Instructions to follow >>
Return the full set of records, matching them character for character.

*** Material for this task Section Begins ***

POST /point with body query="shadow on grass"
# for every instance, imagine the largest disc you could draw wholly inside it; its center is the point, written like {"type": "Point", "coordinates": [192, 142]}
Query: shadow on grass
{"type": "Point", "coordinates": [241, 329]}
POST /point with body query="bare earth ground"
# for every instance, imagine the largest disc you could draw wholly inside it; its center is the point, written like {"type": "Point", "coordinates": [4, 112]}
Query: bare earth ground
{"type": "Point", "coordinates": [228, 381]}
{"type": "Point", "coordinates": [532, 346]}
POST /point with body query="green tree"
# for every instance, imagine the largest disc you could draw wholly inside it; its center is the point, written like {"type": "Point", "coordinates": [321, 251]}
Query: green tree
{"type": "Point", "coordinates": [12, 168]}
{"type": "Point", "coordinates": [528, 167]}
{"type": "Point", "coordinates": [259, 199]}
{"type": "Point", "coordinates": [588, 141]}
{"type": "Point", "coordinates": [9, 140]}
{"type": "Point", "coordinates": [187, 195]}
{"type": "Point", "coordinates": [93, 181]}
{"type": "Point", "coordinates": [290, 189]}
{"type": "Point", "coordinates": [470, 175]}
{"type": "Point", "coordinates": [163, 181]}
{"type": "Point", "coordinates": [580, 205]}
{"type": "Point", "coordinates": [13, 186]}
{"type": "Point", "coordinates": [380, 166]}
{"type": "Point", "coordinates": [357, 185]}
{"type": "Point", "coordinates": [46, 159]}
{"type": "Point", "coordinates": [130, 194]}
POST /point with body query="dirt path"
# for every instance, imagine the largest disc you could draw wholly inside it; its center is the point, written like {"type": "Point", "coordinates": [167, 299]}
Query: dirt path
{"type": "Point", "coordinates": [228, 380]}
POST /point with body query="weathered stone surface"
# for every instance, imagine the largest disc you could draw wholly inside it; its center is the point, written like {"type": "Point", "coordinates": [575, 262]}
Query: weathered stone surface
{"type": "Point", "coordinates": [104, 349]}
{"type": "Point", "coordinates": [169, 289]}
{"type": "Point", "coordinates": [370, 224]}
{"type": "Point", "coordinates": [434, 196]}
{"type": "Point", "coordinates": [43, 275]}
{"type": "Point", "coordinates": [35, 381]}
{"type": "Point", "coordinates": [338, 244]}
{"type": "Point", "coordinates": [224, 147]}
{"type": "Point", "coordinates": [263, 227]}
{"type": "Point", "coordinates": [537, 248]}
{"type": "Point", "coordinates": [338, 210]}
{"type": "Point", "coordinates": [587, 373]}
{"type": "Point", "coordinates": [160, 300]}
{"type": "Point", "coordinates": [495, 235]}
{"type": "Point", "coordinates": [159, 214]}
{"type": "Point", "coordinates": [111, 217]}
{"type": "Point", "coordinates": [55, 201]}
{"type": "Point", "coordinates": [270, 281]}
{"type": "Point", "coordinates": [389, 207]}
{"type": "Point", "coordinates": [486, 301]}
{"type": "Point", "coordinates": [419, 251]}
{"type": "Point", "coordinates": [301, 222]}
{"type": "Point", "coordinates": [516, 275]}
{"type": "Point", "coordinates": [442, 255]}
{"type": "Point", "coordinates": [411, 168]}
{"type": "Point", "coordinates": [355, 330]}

*** Material for this task Section Ends ***

Response to this task >>
POST /point with body query="shadow on grass"
# for every instance, imagine the largest disc you could draw wholly inside it; its center is the point, written like {"type": "Point", "coordinates": [192, 142]}
Query: shadow on grass
{"type": "Point", "coordinates": [241, 329]}
POST /point with body query="bare earth ground"
# for every instance, imagine the largest disc you could draw wholly inside it; its center is the point, written like {"type": "Point", "coordinates": [4, 112]}
Query: bare earth ground
{"type": "Point", "coordinates": [228, 381]}
{"type": "Point", "coordinates": [532, 346]}
POST /point with body query="green tree"
# for every instance, imagine the largest disc you could draw wholly inside it; its center is the point, written like {"type": "Point", "coordinates": [321, 251]}
Query: green tree
{"type": "Point", "coordinates": [12, 168]}
{"type": "Point", "coordinates": [528, 167]}
{"type": "Point", "coordinates": [259, 199]}
{"type": "Point", "coordinates": [588, 141]}
{"type": "Point", "coordinates": [9, 140]}
{"type": "Point", "coordinates": [187, 195]}
{"type": "Point", "coordinates": [93, 181]}
{"type": "Point", "coordinates": [290, 189]}
{"type": "Point", "coordinates": [470, 175]}
{"type": "Point", "coordinates": [163, 181]}
{"type": "Point", "coordinates": [580, 205]}
{"type": "Point", "coordinates": [13, 186]}
{"type": "Point", "coordinates": [380, 166]}
{"type": "Point", "coordinates": [357, 185]}
{"type": "Point", "coordinates": [46, 159]}
{"type": "Point", "coordinates": [130, 194]}
POST /point with body query="dirt path"
# for every instance, imagine the largest disc you could draw wholly inside it; its center is the point, written like {"type": "Point", "coordinates": [167, 299]}
Query: dirt path
{"type": "Point", "coordinates": [228, 380]}
POST /point with body query="weathered stone surface"
# for every instance, imagine the largest disc you could draw wholly inside it; its center is the point, written like {"type": "Point", "coordinates": [575, 262]}
Query: weathered stone surface
{"type": "Point", "coordinates": [104, 349]}
{"type": "Point", "coordinates": [169, 289]}
{"type": "Point", "coordinates": [370, 224]}
{"type": "Point", "coordinates": [434, 196]}
{"type": "Point", "coordinates": [43, 275]}
{"type": "Point", "coordinates": [35, 381]}
{"type": "Point", "coordinates": [338, 244]}
{"type": "Point", "coordinates": [224, 147]}
{"type": "Point", "coordinates": [263, 227]}
{"type": "Point", "coordinates": [537, 248]}
{"type": "Point", "coordinates": [338, 210]}
{"type": "Point", "coordinates": [587, 373]}
{"type": "Point", "coordinates": [160, 300]}
{"type": "Point", "coordinates": [495, 235]}
{"type": "Point", "coordinates": [159, 214]}
{"type": "Point", "coordinates": [111, 217]}
{"type": "Point", "coordinates": [55, 201]}
{"type": "Point", "coordinates": [270, 281]}
{"type": "Point", "coordinates": [389, 207]}
{"type": "Point", "coordinates": [486, 301]}
{"type": "Point", "coordinates": [419, 251]}
{"type": "Point", "coordinates": [301, 222]}
{"type": "Point", "coordinates": [516, 275]}
{"type": "Point", "coordinates": [442, 255]}
{"type": "Point", "coordinates": [411, 168]}
{"type": "Point", "coordinates": [355, 330]}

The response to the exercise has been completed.